** Opening Information shown block **

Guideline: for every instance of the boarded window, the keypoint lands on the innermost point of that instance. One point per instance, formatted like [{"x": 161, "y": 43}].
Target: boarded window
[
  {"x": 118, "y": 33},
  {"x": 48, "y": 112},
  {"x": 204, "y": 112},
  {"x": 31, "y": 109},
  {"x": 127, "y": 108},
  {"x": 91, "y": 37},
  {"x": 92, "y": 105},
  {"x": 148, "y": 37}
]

** Closing Information shown block **

> Problem details
The records need to be set down again without a single difference.

> Answer space
Guideline: for every instance of the boarded window, the keypoint lands on the innermost point of that instance. One point per instance, formatted like [{"x": 161, "y": 43}].
Target: boarded window
[
  {"x": 118, "y": 33},
  {"x": 48, "y": 112},
  {"x": 204, "y": 112},
  {"x": 31, "y": 109},
  {"x": 127, "y": 108},
  {"x": 91, "y": 37},
  {"x": 92, "y": 105},
  {"x": 148, "y": 37}
]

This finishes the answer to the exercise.